### What to do
Copy out the records below, swapping every "disc" for "circle" and leaving everything else unchanged.

### Dataset rows
**********
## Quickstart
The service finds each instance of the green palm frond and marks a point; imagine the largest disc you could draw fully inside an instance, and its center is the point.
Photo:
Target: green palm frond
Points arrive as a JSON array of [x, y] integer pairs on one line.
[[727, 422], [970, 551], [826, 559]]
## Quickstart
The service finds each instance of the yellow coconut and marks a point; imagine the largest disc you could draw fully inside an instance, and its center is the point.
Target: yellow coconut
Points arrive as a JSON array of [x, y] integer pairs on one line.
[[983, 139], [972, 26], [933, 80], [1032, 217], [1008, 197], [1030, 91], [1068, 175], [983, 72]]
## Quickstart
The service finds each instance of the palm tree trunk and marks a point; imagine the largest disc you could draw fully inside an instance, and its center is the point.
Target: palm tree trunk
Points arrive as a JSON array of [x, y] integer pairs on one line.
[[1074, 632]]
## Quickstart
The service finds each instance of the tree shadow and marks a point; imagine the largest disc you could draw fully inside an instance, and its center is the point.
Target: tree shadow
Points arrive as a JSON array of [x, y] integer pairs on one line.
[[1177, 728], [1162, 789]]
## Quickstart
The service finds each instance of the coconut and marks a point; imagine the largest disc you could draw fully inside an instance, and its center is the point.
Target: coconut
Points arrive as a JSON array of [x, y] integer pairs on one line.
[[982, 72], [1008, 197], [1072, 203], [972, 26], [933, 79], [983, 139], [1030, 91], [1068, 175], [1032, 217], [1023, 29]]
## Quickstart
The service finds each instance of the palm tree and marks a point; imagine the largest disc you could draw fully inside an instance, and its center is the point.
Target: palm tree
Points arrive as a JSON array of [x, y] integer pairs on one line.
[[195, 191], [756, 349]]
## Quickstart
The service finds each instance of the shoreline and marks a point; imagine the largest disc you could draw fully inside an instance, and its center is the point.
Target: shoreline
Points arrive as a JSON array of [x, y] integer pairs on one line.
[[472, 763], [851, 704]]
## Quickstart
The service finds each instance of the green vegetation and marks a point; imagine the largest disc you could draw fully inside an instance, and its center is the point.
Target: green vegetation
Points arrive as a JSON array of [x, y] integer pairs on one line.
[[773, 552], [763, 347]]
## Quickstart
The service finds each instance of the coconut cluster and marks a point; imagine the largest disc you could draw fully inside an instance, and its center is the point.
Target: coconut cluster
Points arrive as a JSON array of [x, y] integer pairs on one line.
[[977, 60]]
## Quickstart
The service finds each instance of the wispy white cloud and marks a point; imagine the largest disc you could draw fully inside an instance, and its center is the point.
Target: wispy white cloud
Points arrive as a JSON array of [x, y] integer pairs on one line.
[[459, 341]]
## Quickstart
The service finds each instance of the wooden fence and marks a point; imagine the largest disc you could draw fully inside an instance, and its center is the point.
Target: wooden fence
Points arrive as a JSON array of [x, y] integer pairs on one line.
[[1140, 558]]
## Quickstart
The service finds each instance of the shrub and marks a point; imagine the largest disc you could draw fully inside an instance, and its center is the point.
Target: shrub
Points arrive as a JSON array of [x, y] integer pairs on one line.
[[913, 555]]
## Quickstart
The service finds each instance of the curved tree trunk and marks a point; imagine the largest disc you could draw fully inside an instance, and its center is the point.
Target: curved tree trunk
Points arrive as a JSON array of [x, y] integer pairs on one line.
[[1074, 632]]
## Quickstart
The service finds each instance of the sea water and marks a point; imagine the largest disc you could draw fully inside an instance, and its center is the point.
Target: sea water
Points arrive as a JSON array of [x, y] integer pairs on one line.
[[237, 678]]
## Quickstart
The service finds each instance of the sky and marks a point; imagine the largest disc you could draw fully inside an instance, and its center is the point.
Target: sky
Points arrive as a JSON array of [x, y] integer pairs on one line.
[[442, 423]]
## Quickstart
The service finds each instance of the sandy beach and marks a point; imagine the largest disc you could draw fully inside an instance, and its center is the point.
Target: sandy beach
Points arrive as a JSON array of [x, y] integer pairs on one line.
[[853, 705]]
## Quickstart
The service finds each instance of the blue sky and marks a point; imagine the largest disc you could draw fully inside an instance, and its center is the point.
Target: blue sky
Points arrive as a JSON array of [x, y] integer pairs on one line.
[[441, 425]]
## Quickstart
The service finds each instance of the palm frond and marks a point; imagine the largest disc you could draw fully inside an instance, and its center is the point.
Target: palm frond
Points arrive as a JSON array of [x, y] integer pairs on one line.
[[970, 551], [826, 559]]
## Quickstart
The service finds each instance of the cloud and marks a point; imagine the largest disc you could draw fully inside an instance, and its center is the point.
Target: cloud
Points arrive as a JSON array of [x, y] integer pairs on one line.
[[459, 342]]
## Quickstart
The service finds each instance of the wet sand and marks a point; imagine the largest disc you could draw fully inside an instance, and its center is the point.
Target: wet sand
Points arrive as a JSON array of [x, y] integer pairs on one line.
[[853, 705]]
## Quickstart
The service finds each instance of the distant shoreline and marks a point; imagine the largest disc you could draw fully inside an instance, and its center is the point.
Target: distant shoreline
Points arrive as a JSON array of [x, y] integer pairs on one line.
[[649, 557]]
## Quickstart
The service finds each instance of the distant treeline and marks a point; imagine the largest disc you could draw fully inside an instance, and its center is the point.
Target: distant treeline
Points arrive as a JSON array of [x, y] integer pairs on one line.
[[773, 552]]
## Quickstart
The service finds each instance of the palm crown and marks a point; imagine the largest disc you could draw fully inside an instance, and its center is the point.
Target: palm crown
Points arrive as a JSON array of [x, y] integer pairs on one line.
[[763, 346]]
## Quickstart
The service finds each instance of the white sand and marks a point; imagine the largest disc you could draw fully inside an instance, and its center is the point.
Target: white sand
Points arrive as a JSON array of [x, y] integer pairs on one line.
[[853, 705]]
**********
### Task answer
## Quickstart
The service finds each instance of the green palm frond and marks a point; imagine the largest circle you could draw fully inside an instance, and its center is the point.
Photo:
Target: green palm frond
Points arrive as a JSON array of [x, y] integer pairs on one line.
[[727, 422], [970, 551], [826, 559]]
## Quickstart
The service finds each instance of the yellow coconut and marks a point; imagine the largest circle you could draw fully inside an instance, and its center is the point.
Target: yellow coconut
Points arrive as a JSON array of [x, y] integer pairs on one line.
[[983, 139], [972, 26], [933, 80], [1032, 217], [1008, 197], [1030, 91], [1068, 175], [983, 72]]
## Quickstart
The service finds each instance of the palm tree trunk and marks a point; imagine the largest circle you could draw fully inside an instance, and its center is the point.
Target: palm tree trunk
Points arrive as a JSON array of [x, y] integer pairs on one line.
[[1074, 632]]
## Quickstart
The service finds each instance of the tree shadow and marks a point; imagine the largest circle you could draw fully inside an instance, and its center is the point.
Target: tree shadow
Points arrive as a JSON array of [x, y] integer pairs on one line.
[[1177, 728], [1162, 789]]
## Quickstart
The service finds each instance of the coconut and marks a point; imagine the largest circle you could draw fully inside an instance, and its center is the point.
Target: coconut
Points arrive as a JSON array of [x, y] integer pairs on one line.
[[982, 72], [1008, 197], [1072, 203], [972, 26], [933, 79], [983, 139], [1030, 91], [1068, 175], [1032, 217], [1023, 29]]
## Quickstart
The service finds each instance of the palm tree and marks a point; imagine the largest circle you could draw fully inside an instance, and its center is the point.
Target: palm tree
Points arrive as a JSON array of [x, y] integer pairs on one line.
[[195, 191], [756, 349]]
## Quickstart
The service finds each instance of the shoreline and marks a point; imagine the largest circle you could draw fully inside an instance, and its center is the point.
Target: shoreline
Points arrive as a JSON array of [x, y] integer pairs on one line.
[[472, 763], [851, 704]]
## Quickstart
The service finds each instance of the green vegetation and marks a point; imagine the largest circle you could draw fully inside an instance, and its center is the point.
Target: green vegetation
Points arrive as a JSON array of [x, y] integer pairs on one line.
[[773, 552], [763, 347]]
## Quickstart
The service finds each instance of the coconut cluster and marks a point; imagine the largest circle you could draw fully inside an instance, and its center is the point.
Target: coconut cluster
Points arrive as a JSON array of [x, y] integer pairs on one line.
[[977, 60]]
## Quickstart
The service finds each instance of the wispy white cloud and marks a point; imagine the largest circle you could draw fully inside an instance, and its center is the point.
Target: wispy white cloud
Points arrive as a JSON array of [x, y] integer pairs on one line.
[[459, 341]]
## Quickstart
The service finds each instance of the wooden fence and marks a point; imagine the largest circle you could draw fully inside an instance, and its center is the point.
Target: wooden fence
Points arrive as a JSON array of [x, y] integer pairs on one line.
[[1140, 558]]
## Quickstart
The service finds each instance of the shrub and marks a point; imagine the largest circle you could draw fully inside an instance, and its center is the point.
Target: shrub
Points arrive as a JSON array of [x, y] integer pairs on one line.
[[913, 555]]
## Quickstart
The service finds each instance of the curved tree trunk and marks a point; imagine the largest circle you could draw fully inside an instance, and its center is the point.
Target: curved tree trunk
Points arrive as a JSON array of [x, y] integer pairs on one line.
[[1074, 632]]
## Quickstart
The service finds each instance of the sea water and marks a point; imagine the largest circle you could draw fully inside an instance, and its center is the point.
Target: sea water
Points arrive as a JSON array of [x, y] integer pairs on one line.
[[237, 678]]
## Quickstart
The service finds each instance of the sky and marks a point; imagine the largest circle you could draw fully inside an instance, and its center is the point.
Target: sky
Points arrive as a JSON array of [x, y] integer pairs on one line.
[[442, 423]]
## Quickstart
The service finds each instance of the sandy beach and marks a point; imagine the largest circle you could draw fully inside an instance, and its center is the point.
Target: sandy beach
Points arrive as a JSON array of [x, y] integer pairs on one line.
[[853, 705]]
## Quickstart
The service finds each instance of the blue sky and marks a point; imagine the largest circle you could draw fully inside an instance, and its center is the point.
Target: blue sky
Points arrive as a JSON array of [x, y] integer pairs on one line.
[[441, 425]]
## Quickstart
The service finds each instance of the palm frond and marks a point; imagine the largest circle you could draw fully inside an instance, and its center is the point.
Target: palm frond
Points arrive as a JSON array of [x, y] integer pairs on one line.
[[970, 551], [826, 559]]
## Quickstart
The service finds each instance of the cloud and marks a point; imagine the largest circle you could draw fully inside an instance, and its center is the point.
Target: cloud
Points arrive as a JSON array of [x, y] integer pairs on one line.
[[459, 342]]
## Quickstart
The service finds each instance of the wet sand and marks a point; imagine the largest circle you could draw fully inside an instance, and its center is the point.
Target: wet sand
Points arrive as a JSON array of [x, y] integer pairs on one line.
[[853, 705]]
## Quickstart
The service finds each instance of the distant shoreline and marks a point; imagine the largest circle you could draw fully inside an instance, and its center is the point.
Target: distant shoreline
Points arrive as a JSON array of [x, y] integer pairs on one line.
[[649, 557]]
## Quickstart
The service finds each instance of the distant treeline and marks a point; imagine the largest circle you could draw fully inside an instance, and its center is the point.
Target: distant treeline
Points arrive as a JSON array of [x, y] integer pairs on one line.
[[773, 552]]
## Quickstart
The service finds each instance of the palm crown and marks a point; imagine the largest circle you could draw fully inside an instance, and its center is the point.
Target: palm crown
Points arrive as a JSON array of [x, y] integer pairs on one line.
[[763, 346]]
## Quickstart
The service finds each instance of the white sand and marks a point; imagine the largest circle you could draw fully inside an instance, and its center is the point.
Target: white sand
Points arrive as a JSON array of [x, y] integer pairs on one line.
[[853, 705]]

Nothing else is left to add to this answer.